Trecho selecionado:

Em outra dimensão, não menos importante, até mais: existe o comportamento real, material e pragmático do mercado mundial que não vislumbra qualquer redução do preço do barril de petróleo nas próximas décadas, como informa também a IEA. O preço do barril vai permanecer em torno dos 110 dólares americanos.

De outro lado, todas as visões antecipadas da matriz energética mundial para os próximos 30 anos – ainda que a considerar a concretamente crescente participação dos renováveis e do gás natural – reserva para o petróleo uma presença praticamente estável em termos percentuais, mas crescente em termos volumétricos.

Não há, portanto, no horizonte visível, qualquer ameaça para o petróleo como a principal fonte de energia segura e confiável para a humanidade ao longo de, pelo menos, a metade deste século XXI.

Então, o senhor não avalia a possibilidade de haver uma crise do petróleo como observado no passado?

O futuro do petróleo e do gás natural do nosso pré-sal está propiciando ao Brasil alcançar a segurança energética indispensável para sustentar o desenvolvimento nacional por todo este século XXI.

Um aspecto crítico dessa afirmação é o fato de a Petrobras ser a operadora única para a produção do pré-sal nacional. Não há, dentre todas as empresas petrolíferas mundiais, outra empresa que não a estatal brasileira, que o descobriu, que detenha o conhecimento de geologia e de engenharia, a tecnologia e a experiência operacional que assegurem a produção em elevados padrões econômicos, tecnicamente segura e ambientalmente responsável do pré-sal brasileiro; além de estar dentro das expectativas e necessidades que o Brasil demanda por uma fonte segura e confiável de energia. Prova disso é o fato de termos atingido a marca dos 500 mil bopd em tempo recorde, feito espetacular que merece o amplo reconhecimento da indústria petrolífera mundial.

Dados registrados:
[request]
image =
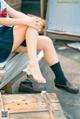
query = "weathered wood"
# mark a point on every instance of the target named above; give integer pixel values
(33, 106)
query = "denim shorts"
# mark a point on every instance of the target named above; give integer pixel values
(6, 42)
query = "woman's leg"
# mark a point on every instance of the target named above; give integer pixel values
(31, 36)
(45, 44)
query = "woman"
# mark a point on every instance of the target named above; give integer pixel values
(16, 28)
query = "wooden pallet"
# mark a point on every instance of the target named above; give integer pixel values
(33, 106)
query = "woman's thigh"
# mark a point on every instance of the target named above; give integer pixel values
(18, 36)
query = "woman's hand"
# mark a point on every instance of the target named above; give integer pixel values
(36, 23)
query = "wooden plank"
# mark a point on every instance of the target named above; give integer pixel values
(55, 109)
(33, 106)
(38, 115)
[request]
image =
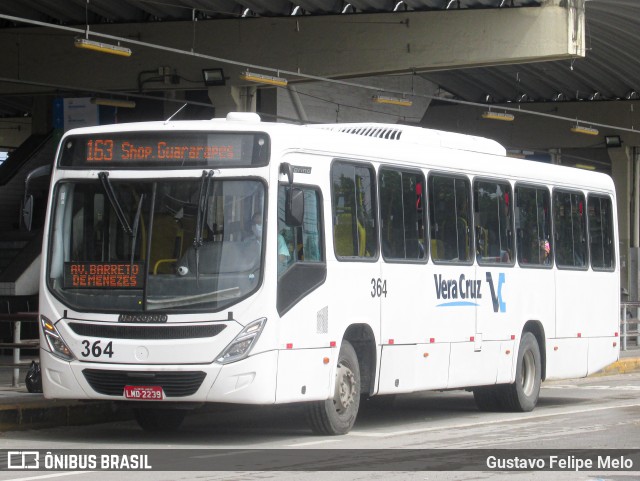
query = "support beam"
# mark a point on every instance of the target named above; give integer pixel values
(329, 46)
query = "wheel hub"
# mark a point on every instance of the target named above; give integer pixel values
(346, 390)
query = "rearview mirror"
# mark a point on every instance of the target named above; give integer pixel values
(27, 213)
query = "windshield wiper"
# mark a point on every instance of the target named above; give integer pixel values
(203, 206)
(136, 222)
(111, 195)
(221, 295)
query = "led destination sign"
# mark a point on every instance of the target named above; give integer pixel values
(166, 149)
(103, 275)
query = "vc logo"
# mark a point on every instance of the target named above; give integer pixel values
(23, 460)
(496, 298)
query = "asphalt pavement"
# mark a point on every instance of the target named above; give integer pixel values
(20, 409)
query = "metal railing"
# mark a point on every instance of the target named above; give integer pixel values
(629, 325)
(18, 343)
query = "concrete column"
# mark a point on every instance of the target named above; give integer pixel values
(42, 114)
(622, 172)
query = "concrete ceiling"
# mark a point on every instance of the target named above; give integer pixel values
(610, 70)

O que se pede:
Reproduza, no texto sobre o petróleo e o pré-sal, a parte que abre com as palavras que contêm "Em outra dimensão, não" e fecha com "deste século XXI.".

Resposta da tarefa:
Em outra dimensão, não menos importante, até mais: existe o comportamento real, material e pragmático do mercado mundial que não vislumbra qualquer redução do preço do barril de petróleo nas próximas décadas, como informa também a IEA. O preço do barril vai permanecer em torno dos 110 dólares americanos.

De outro lado, todas as visões antecipadas da matriz energética mundial para os próximos 30 anos – ainda que a considerar a concretamente crescente participação dos renováveis e do gás natural – reserva para o petróleo uma presença praticamente estável em termos percentuais, mas crescente em termos volumétricos.

Não há, portanto, no horizonte visível, qualquer ameaça para o petróleo como a principal fonte de energia segura e confiável para a humanidade ao longo de, pelo menos, a metade deste século XXI.